▸ **Required work**
Repeat the part of the text on Prisoner's Dilemma strategies from "Second, cheaters don't" up to and including "by a slider.", word for word.

▸ **Selected text**
Prisoner's Dilemma (PD) Strategies

Four commonly used PD strategies are:

to-report choice?
  if strategy = "never-cheat" [report false] ; I won't cheat
  if strategy = "always-cheat" [report true] ; I will cheat
  if strategy = "randomly-cheat" [report random 2 < 1]
  if strategy = "tit-for-tat" [???]
  report false ; default
end

Out of 100 turtles, assume each strategy is used by 25 turtles. Which one is best in the long run?

Tit-for-Tat

The Tit-for-Tat strategy says to choose what your opponent chose the last time you played him. This means each turtle must maintain a history list of N Booleans, where N = the turtle count:

history = [true true false ... true]

A turtle's choice is simply the item in the history list at position p where p is the id (who) of the candidate.

Of course a turtle must replace this item with the candidate's choice after each game.

Vindictiveness

In a society of cheaters and saints, the cheaters will always win. So why are there any saints at all? The answer: vindictiveness. Vindictiveness is the tendency for an agent who has been cheated to punish his cheater.

There are a couple of caveats. First, punishing a cheater isn't free. There is a fixed fitness cost. For example, the cheater might not like getting punished and might punch the punisher in the nose!

Second, cheaters don't punish other cheaters. This is the thieves' honor code.

Add vindictiveness to the model.

In this extension every turtle has a vindictiveness attribute set to a random number less than the vindictiveness of the society:

set vindictiveness random max-vindictiveness

Where max-vindictiveness is a global set by a slider.

▸ **Record excerpts**
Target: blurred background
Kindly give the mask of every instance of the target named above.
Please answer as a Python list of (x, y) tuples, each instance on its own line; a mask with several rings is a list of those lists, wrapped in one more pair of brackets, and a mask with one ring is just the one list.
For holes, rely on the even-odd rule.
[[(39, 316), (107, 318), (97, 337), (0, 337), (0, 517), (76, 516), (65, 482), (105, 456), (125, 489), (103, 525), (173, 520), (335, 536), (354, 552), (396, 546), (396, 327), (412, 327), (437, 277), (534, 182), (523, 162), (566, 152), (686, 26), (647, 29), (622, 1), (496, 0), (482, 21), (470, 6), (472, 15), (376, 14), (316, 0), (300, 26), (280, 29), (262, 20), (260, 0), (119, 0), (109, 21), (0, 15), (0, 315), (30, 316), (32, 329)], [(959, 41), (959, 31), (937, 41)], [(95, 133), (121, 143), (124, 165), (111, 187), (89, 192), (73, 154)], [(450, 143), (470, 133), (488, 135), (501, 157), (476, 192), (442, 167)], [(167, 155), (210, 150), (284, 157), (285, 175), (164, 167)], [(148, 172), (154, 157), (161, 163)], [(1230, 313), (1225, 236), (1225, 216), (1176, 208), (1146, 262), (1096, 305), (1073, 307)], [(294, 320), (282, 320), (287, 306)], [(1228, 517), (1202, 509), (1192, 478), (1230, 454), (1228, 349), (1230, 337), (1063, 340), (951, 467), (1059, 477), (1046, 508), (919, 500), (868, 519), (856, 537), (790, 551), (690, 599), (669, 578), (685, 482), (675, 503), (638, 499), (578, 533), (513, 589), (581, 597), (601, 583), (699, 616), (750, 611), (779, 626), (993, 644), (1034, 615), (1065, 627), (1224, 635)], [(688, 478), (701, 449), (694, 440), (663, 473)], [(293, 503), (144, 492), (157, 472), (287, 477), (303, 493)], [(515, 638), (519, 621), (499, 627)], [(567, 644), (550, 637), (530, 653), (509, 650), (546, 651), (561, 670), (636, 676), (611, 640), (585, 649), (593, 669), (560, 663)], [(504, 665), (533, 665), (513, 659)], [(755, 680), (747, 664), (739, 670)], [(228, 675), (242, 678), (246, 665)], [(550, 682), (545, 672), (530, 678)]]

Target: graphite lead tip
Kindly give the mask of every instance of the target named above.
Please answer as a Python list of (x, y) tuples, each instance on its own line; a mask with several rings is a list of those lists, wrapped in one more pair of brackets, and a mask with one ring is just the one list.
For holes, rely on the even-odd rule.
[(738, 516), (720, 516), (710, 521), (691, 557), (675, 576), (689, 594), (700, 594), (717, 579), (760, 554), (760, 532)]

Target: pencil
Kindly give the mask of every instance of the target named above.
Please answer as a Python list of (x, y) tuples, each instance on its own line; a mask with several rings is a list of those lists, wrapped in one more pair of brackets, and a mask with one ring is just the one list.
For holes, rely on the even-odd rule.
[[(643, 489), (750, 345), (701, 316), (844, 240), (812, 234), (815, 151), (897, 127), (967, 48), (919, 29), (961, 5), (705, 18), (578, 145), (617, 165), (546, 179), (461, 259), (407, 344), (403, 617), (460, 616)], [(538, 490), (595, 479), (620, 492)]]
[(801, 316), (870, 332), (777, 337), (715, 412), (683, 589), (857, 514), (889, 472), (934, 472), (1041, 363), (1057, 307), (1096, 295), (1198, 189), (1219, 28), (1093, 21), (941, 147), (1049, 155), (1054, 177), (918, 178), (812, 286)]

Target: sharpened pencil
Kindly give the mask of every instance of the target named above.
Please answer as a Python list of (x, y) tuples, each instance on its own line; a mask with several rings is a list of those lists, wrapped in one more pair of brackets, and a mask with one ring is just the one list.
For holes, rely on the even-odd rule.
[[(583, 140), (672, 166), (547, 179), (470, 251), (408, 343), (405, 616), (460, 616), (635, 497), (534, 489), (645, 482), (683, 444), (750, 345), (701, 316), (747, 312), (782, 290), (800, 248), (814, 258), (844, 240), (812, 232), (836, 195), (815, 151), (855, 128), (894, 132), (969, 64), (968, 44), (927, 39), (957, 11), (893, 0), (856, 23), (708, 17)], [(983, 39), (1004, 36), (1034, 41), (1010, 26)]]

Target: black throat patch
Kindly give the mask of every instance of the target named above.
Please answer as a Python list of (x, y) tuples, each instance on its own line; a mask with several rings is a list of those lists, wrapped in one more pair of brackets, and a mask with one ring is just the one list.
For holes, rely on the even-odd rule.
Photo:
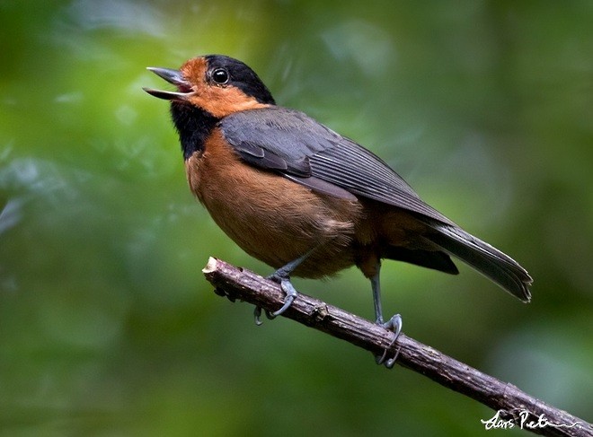
[(220, 121), (199, 108), (177, 101), (171, 103), (171, 116), (186, 161), (204, 149), (204, 142)]

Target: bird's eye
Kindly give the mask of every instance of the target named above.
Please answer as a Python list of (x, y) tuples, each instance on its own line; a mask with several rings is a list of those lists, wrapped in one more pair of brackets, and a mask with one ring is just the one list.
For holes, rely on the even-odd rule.
[(225, 68), (217, 68), (212, 72), (212, 80), (219, 85), (226, 83), (229, 78), (228, 72)]

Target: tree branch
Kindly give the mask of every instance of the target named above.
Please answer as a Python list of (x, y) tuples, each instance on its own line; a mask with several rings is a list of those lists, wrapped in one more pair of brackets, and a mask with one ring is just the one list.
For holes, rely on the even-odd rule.
[[(282, 306), (284, 293), (279, 285), (252, 272), (213, 258), (203, 272), (216, 287), (215, 292), (233, 302), (239, 299), (269, 311)], [(393, 332), (306, 294), (299, 293), (282, 315), (346, 340), (375, 355), (381, 355), (390, 348), (389, 356), (398, 353), (395, 363), (399, 365), (500, 412), (499, 425), (509, 421), (507, 427), (522, 427), (542, 435), (593, 436), (590, 424), (544, 404), (512, 384), (482, 373), (404, 334), (390, 347), (394, 338)]]

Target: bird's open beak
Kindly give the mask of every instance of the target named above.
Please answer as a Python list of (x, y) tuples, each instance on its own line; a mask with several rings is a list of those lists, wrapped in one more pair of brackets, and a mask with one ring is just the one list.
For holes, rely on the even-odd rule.
[(184, 101), (188, 96), (193, 94), (194, 91), (191, 89), (191, 84), (183, 77), (181, 71), (154, 66), (149, 66), (146, 69), (177, 87), (176, 92), (142, 88), (150, 95), (165, 101)]

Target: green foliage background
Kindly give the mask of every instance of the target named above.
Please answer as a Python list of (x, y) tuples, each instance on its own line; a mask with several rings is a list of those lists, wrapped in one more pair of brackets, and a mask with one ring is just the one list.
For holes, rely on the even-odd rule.
[[(141, 90), (207, 53), (524, 264), (529, 305), (465, 267), (385, 263), (384, 306), (593, 421), (591, 22), (589, 1), (1, 0), (0, 434), (491, 435), (482, 405), (212, 293), (210, 255), (270, 268), (192, 199)], [(296, 284), (372, 317), (355, 269)]]

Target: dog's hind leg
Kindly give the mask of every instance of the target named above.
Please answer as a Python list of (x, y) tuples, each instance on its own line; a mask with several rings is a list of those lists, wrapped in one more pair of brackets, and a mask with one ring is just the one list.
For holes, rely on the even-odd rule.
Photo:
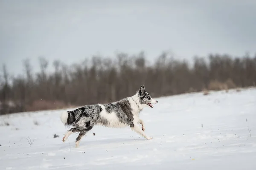
[(79, 144), (80, 144), (81, 139), (88, 132), (89, 132), (91, 129), (93, 128), (93, 126), (91, 126), (90, 125), (88, 125), (87, 127), (85, 129), (85, 131), (81, 132), (79, 133), (78, 136), (76, 139), (76, 147), (79, 147)]
[(134, 127), (132, 127), (131, 128), (133, 130), (140, 134), (144, 138), (146, 138), (147, 139), (152, 139), (152, 138), (148, 136), (140, 128), (140, 127), (137, 124), (134, 125)]
[(83, 132), (80, 132), (79, 133), (79, 135), (78, 135), (78, 136), (76, 138), (76, 147), (79, 147), (79, 144), (80, 143), (80, 141), (81, 140), (82, 138), (84, 137), (86, 133), (88, 131), (85, 131)]
[(65, 134), (65, 136), (64, 136), (64, 137), (63, 137), (63, 138), (62, 139), (62, 142), (63, 142), (63, 143), (65, 142), (65, 141), (66, 141), (66, 140), (67, 139), (67, 138), (68, 138), (68, 137), (72, 133), (73, 133), (75, 132), (81, 132), (80, 130), (79, 130), (77, 128), (72, 128), (70, 129), (69, 130), (68, 130)]
[(143, 122), (143, 120), (142, 120), (141, 119), (140, 119), (139, 120), (138, 123), (141, 125), (141, 128), (143, 131), (145, 131), (145, 126), (144, 125), (144, 122)]

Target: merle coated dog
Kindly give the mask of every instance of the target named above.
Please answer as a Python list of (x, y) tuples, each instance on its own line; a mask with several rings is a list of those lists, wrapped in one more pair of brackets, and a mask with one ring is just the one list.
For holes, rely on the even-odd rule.
[[(63, 112), (60, 117), (61, 122), (73, 128), (65, 134), (62, 141), (64, 142), (71, 134), (79, 132), (76, 140), (76, 147), (78, 147), (82, 137), (95, 125), (116, 128), (129, 126), (146, 139), (151, 139), (144, 133), (144, 122), (139, 116), (144, 107), (153, 108), (152, 104), (157, 102), (145, 91), (143, 85), (131, 97), (111, 103), (87, 105)], [(138, 124), (141, 125), (141, 128)]]

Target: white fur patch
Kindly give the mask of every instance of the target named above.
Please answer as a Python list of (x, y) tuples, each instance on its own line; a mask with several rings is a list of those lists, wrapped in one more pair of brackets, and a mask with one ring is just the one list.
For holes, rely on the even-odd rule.
[(100, 113), (102, 118), (105, 119), (108, 122), (107, 126), (109, 128), (123, 128), (127, 126), (122, 122), (120, 122), (119, 119), (116, 116), (116, 113), (112, 112), (109, 113), (105, 110), (105, 107), (102, 105), (99, 105), (102, 109), (102, 110)]
[(64, 111), (61, 113), (60, 116), (60, 118), (61, 119), (61, 120), (63, 123), (64, 125), (67, 125), (67, 118), (68, 117), (68, 113), (66, 111)]

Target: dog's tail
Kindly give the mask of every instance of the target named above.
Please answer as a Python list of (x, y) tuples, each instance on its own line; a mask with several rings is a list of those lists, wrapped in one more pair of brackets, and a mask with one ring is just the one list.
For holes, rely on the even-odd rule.
[(76, 121), (75, 113), (73, 111), (65, 111), (60, 116), (61, 120), (65, 126), (73, 125)]

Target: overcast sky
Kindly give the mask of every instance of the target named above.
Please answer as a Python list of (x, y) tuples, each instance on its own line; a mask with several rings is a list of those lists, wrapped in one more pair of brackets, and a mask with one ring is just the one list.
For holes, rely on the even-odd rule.
[(0, 63), (17, 74), (27, 58), (38, 71), (41, 56), (68, 64), (141, 50), (148, 60), (253, 55), (256, 16), (254, 0), (0, 0)]

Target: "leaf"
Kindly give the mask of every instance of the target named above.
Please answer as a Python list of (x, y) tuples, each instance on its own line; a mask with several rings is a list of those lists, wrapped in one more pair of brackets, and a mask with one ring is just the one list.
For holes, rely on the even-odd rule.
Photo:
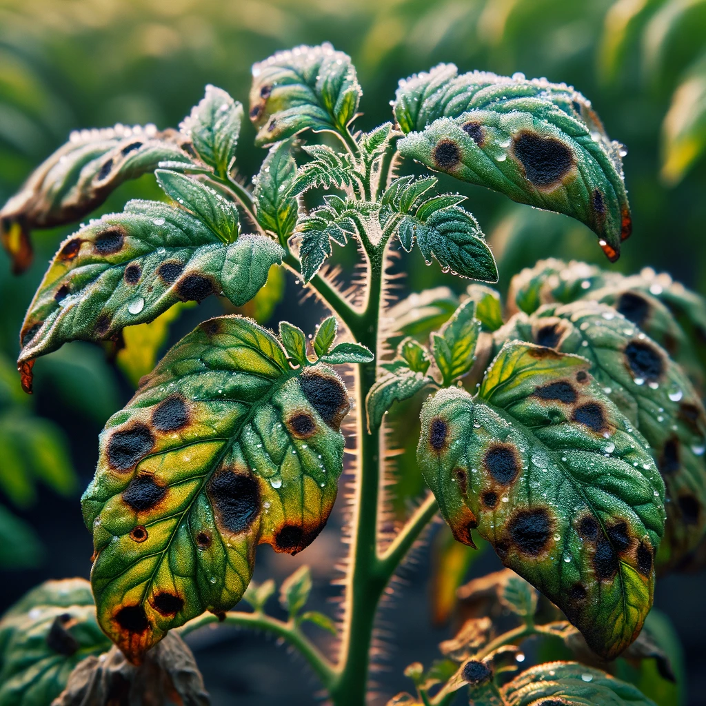
[(417, 459), (456, 539), (477, 527), (609, 659), (652, 605), (664, 487), (588, 367), (506, 344), (477, 397), (454, 387), (426, 400)]
[(235, 150), (243, 120), (243, 107), (222, 88), (210, 84), (179, 128), (199, 157), (222, 178), (227, 177), (235, 161)]
[(280, 338), (285, 349), (295, 362), (299, 365), (306, 365), (309, 362), (306, 358), (306, 337), (301, 328), (293, 326), (288, 321), (280, 321)]
[(335, 316), (328, 316), (317, 327), (316, 335), (313, 337), (313, 349), (317, 358), (325, 355), (333, 342), (336, 340), (338, 322)]
[(71, 236), (54, 256), (22, 328), (24, 386), (33, 359), (67, 341), (109, 339), (178, 301), (222, 291), (245, 304), (283, 254), (269, 238), (241, 236), (226, 246), (182, 209), (130, 201)]
[(578, 662), (538, 664), (523, 671), (501, 690), (507, 706), (529, 706), (547, 698), (567, 706), (655, 706), (631, 684)]
[(87, 581), (42, 584), (0, 621), (0, 704), (51, 703), (77, 664), (109, 647)]
[(14, 271), (32, 262), (32, 230), (78, 220), (124, 181), (153, 171), (160, 162), (193, 161), (184, 151), (186, 142), (176, 131), (157, 132), (154, 126), (72, 133), (0, 210), (0, 241)]
[(393, 109), (402, 155), (577, 218), (619, 257), (631, 229), (621, 145), (573, 88), (440, 64), (402, 82)]
[(132, 662), (237, 603), (258, 544), (296, 554), (314, 539), (349, 407), (330, 369), (293, 370), (277, 339), (235, 316), (202, 323), (143, 378), (108, 420), (82, 499), (99, 621)]
[(699, 395), (666, 351), (611, 307), (547, 305), (525, 324), (510, 320), (506, 335), (537, 341), (548, 330), (557, 350), (591, 362), (603, 391), (650, 443), (668, 499), (657, 561), (662, 569), (676, 565), (706, 533), (706, 412)]
[(350, 57), (328, 42), (277, 52), (253, 66), (255, 143), (277, 142), (306, 128), (345, 132), (361, 93)]
[(304, 565), (282, 582), (280, 603), (292, 618), (297, 615), (309, 600), (311, 592), (311, 572)]
[(372, 352), (360, 343), (339, 343), (327, 354), (321, 357), (322, 363), (342, 365), (344, 363), (357, 364), (370, 363), (375, 359)]
[(292, 142), (281, 142), (270, 148), (260, 173), (253, 180), (258, 222), (274, 233), (284, 246), (297, 224), (299, 206), (292, 193), (297, 176), (297, 162), (292, 156)]
[(208, 184), (167, 169), (155, 172), (167, 196), (205, 223), (224, 243), (232, 243), (240, 234), (240, 216), (232, 201), (224, 198)]

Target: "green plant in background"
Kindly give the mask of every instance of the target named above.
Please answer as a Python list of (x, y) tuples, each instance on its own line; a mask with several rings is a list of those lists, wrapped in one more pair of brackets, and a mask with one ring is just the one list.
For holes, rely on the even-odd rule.
[[(353, 127), (361, 94), (349, 58), (330, 44), (278, 53), (253, 67), (249, 116), (256, 143), (270, 150), (252, 189), (234, 176), (244, 109), (208, 86), (178, 131), (75, 133), (0, 213), (8, 237), (28, 244), (32, 229), (80, 219), (142, 174), (153, 172), (169, 197), (131, 201), (61, 244), (20, 333), (28, 392), (35, 359), (64, 343), (119, 340), (126, 327), (210, 295), (246, 305), (280, 265), (333, 313), (309, 337), (286, 321), (278, 335), (239, 315), (204, 321), (108, 420), (82, 504), (97, 623), (116, 647), (70, 678), (74, 662), (57, 658), (52, 674), (64, 676), (52, 676), (42, 697), (23, 672), (32, 660), (13, 667), (27, 702), (87, 694), (104, 702), (116, 673), (134, 702), (157, 683), (173, 687), (150, 692), (159, 702), (201, 702), (193, 658), (169, 631), (220, 621), (289, 642), (333, 702), (362, 704), (378, 602), (438, 510), (458, 542), (474, 546), (479, 537), (508, 567), (486, 582), (521, 624), (501, 633), (487, 617), (467, 623), (455, 646), (442, 646), (445, 662), (408, 669), (417, 696), (392, 702), (450, 703), (461, 688), (483, 704), (662, 698), (659, 686), (642, 695), (610, 672), (648, 683), (642, 662), (656, 657), (673, 676), (642, 630), (656, 570), (698, 561), (706, 530), (705, 304), (665, 275), (548, 261), (513, 279), (505, 316), (482, 285), (460, 299), (439, 288), (391, 306), (394, 249), (418, 248), (461, 277), (498, 279), (465, 197), (434, 176), (400, 176), (403, 157), (572, 215), (612, 261), (631, 225), (622, 148), (580, 93), (522, 74), (440, 65), (401, 82), (394, 124), (367, 132)], [(351, 240), (365, 274), (344, 291), (326, 261)], [(325, 525), (352, 407), (340, 365), (355, 366), (342, 621), (303, 612), (306, 567), (281, 587), (289, 617), (280, 621), (265, 611), (274, 582), (251, 582), (255, 548), (297, 554)], [(382, 429), (389, 412), (415, 400), (417, 462), (432, 493), (390, 537)], [(241, 599), (251, 612), (232, 610)], [(20, 603), (1, 625), (21, 640), (40, 613)], [(66, 644), (83, 643), (64, 633), (78, 619), (59, 616), (49, 635), (61, 639), (45, 636), (42, 650), (73, 657)], [(305, 622), (339, 638), (337, 660)], [(559, 640), (578, 661), (564, 654), (522, 671), (516, 645), (530, 637)], [(85, 654), (102, 652), (102, 640)], [(157, 675), (152, 686), (148, 674)]]

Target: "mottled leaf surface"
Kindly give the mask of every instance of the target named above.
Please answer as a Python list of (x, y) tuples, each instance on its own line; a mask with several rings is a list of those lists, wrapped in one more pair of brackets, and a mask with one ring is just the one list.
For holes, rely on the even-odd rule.
[(401, 83), (393, 107), (400, 152), (513, 201), (585, 223), (611, 261), (631, 220), (621, 145), (590, 103), (565, 84), (453, 64)]
[(325, 524), (349, 402), (325, 366), (292, 369), (240, 317), (201, 324), (100, 436), (82, 503), (101, 626), (133, 662), (167, 631), (232, 608), (255, 548), (295, 554)]
[(664, 486), (589, 367), (506, 345), (476, 397), (450, 388), (426, 401), (417, 457), (457, 539), (477, 527), (612, 659), (652, 605)]
[(212, 294), (245, 304), (283, 251), (262, 236), (226, 244), (182, 208), (131, 201), (70, 236), (54, 256), (23, 325), (25, 387), (33, 359), (74, 340), (111, 338), (177, 301)]

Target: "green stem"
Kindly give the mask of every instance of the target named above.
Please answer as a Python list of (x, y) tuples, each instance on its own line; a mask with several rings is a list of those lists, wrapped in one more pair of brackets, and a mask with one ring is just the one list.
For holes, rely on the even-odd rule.
[(243, 613), (238, 611), (226, 613), (225, 618), (221, 620), (217, 616), (206, 613), (189, 621), (186, 625), (178, 628), (178, 632), (181, 637), (184, 637), (205, 625), (219, 622), (225, 623), (227, 625), (237, 625), (241, 628), (265, 630), (283, 638), (301, 653), (326, 688), (329, 688), (333, 681), (336, 674), (333, 665), (292, 620), (285, 623), (284, 621), (270, 618), (264, 613)]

▸ **Your response**
Second, cheaters don't punish other cheaters. This is the thieves' honor code.

Add vindictiveness to the model.

In this extension every turtle has a vindictiveness attribute set to a random number less than the vindictiveness of the society:

set vindictiveness random max-vindictiveness

Where max-vindictiveness is a global set by a slider.